_Entries supplied:_
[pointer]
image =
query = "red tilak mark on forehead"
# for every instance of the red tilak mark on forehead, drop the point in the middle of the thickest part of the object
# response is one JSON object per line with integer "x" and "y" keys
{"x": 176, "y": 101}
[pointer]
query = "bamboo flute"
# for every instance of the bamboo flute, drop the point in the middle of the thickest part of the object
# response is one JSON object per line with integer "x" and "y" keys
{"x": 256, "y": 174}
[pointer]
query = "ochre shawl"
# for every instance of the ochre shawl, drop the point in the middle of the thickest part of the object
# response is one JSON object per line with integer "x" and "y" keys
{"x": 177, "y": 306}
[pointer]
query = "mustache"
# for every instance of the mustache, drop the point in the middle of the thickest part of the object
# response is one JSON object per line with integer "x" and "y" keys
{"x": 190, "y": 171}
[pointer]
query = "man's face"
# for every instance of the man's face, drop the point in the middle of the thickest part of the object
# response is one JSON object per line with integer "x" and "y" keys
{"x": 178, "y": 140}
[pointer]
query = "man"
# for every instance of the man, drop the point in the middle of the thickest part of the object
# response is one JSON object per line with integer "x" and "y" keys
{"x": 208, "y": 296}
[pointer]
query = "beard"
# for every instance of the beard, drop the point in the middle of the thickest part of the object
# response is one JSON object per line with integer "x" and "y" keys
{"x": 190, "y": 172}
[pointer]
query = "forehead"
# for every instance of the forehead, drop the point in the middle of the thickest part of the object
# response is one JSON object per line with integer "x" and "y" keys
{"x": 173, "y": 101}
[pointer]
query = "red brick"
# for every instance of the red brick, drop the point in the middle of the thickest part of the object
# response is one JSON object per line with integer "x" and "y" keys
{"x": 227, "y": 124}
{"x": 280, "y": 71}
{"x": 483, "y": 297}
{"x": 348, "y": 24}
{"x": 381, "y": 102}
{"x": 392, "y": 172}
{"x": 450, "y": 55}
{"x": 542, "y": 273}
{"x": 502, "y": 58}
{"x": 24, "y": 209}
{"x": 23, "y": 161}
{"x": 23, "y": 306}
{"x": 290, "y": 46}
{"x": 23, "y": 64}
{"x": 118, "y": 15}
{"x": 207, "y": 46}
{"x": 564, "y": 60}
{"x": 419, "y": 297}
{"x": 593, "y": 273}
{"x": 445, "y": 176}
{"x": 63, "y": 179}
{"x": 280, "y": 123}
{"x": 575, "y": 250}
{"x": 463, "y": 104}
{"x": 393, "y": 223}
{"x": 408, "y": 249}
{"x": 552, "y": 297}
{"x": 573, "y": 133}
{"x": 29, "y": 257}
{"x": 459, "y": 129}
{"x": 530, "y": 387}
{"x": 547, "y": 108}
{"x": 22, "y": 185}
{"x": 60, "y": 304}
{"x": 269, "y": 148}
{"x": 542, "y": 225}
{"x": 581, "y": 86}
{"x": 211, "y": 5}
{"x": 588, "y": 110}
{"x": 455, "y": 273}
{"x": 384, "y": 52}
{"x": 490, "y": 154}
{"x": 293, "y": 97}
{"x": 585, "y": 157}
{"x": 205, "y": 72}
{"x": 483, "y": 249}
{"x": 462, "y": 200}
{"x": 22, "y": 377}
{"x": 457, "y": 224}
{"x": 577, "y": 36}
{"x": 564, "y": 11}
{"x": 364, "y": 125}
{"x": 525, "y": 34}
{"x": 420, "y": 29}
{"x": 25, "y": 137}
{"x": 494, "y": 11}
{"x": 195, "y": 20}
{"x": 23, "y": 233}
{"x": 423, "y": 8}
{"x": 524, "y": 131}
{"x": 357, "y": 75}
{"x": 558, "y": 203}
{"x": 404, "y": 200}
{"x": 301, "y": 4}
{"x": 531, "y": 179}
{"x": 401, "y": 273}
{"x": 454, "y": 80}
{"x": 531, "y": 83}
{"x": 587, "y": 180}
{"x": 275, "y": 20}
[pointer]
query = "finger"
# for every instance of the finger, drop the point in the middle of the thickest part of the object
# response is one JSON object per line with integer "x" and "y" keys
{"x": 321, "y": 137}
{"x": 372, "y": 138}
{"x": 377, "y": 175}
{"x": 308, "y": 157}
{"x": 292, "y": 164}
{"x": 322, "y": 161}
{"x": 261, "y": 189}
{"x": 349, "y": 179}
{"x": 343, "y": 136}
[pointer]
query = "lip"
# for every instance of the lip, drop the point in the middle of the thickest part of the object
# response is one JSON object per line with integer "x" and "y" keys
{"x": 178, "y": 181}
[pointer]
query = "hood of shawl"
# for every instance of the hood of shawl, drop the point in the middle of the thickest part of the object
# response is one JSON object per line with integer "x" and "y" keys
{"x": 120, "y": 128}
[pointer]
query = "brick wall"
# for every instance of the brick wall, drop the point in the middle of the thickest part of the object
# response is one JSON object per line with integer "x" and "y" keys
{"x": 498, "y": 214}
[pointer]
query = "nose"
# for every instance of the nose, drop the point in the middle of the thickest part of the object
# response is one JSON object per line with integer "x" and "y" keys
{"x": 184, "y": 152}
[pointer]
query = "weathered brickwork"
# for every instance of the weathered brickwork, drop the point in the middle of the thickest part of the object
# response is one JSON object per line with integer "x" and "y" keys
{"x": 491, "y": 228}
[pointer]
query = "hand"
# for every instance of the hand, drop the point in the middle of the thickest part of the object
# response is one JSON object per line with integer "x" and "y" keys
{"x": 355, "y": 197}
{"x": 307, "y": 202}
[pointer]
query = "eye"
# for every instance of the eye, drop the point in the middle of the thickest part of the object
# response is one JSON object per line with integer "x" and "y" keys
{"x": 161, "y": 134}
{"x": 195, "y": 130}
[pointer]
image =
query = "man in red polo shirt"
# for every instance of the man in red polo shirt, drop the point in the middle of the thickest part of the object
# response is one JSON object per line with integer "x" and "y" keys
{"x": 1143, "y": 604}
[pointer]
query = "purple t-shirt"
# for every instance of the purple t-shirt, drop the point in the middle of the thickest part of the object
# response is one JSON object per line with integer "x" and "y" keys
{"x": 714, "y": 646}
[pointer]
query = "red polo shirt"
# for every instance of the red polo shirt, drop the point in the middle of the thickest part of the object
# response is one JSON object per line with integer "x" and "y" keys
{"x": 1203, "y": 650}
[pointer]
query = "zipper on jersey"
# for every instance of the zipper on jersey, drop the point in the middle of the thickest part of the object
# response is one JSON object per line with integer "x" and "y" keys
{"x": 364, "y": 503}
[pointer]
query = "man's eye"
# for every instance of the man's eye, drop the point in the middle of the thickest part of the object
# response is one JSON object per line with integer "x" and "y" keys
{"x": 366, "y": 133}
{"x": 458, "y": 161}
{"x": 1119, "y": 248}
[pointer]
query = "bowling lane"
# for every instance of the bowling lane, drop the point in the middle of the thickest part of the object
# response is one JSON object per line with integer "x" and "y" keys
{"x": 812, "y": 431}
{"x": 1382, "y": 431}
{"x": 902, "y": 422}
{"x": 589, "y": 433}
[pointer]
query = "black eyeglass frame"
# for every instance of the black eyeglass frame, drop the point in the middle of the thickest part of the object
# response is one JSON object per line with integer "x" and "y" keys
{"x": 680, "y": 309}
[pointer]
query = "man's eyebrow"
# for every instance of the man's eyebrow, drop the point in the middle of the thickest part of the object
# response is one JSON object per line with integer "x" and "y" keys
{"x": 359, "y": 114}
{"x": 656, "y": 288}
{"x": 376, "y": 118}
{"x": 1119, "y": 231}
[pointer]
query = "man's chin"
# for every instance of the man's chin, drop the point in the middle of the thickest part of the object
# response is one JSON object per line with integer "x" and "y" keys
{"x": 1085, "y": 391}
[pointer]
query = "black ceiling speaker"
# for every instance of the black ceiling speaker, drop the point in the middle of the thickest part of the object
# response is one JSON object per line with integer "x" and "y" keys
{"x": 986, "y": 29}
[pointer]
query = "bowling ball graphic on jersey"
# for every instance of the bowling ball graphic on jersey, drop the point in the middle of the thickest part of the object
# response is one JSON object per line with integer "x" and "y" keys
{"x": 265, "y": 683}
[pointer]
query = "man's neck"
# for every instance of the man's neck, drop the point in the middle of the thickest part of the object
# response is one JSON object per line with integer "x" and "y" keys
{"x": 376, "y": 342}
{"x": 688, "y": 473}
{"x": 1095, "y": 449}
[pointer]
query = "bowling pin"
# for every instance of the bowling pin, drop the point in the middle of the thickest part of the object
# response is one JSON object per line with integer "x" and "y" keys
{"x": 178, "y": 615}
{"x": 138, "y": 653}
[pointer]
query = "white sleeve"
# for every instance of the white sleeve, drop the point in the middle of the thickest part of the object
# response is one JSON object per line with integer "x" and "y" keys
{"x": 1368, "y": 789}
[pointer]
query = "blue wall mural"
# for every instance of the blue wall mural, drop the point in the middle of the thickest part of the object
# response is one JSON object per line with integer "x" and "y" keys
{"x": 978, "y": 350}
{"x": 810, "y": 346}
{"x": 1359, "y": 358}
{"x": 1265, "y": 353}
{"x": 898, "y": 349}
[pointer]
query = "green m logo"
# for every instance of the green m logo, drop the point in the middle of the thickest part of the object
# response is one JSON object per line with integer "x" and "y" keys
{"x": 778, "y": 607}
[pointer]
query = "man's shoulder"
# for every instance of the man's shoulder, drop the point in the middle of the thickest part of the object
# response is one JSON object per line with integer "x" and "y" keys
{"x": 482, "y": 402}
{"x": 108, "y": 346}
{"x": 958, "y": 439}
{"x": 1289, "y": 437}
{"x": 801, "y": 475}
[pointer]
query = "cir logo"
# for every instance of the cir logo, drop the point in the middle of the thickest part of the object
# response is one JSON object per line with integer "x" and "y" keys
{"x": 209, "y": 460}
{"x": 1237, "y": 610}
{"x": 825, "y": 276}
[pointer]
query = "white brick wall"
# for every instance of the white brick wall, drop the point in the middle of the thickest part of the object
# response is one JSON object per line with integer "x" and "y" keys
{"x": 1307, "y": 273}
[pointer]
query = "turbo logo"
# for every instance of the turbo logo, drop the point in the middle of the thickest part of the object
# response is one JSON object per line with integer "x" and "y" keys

_Problem:_
Find every line in the rows above that contains the word "shawl", treating uppercase and lowercase as different, and copy each such line.

_Correct answer:_
query = "ochre shawl"
# for every instance of the ochre shawl, drop the point in the middle of the thickest part of the object
query = "hood of shawl"
# for every instance of the hood of shawl, drop the point in the middle of the thickest part of the object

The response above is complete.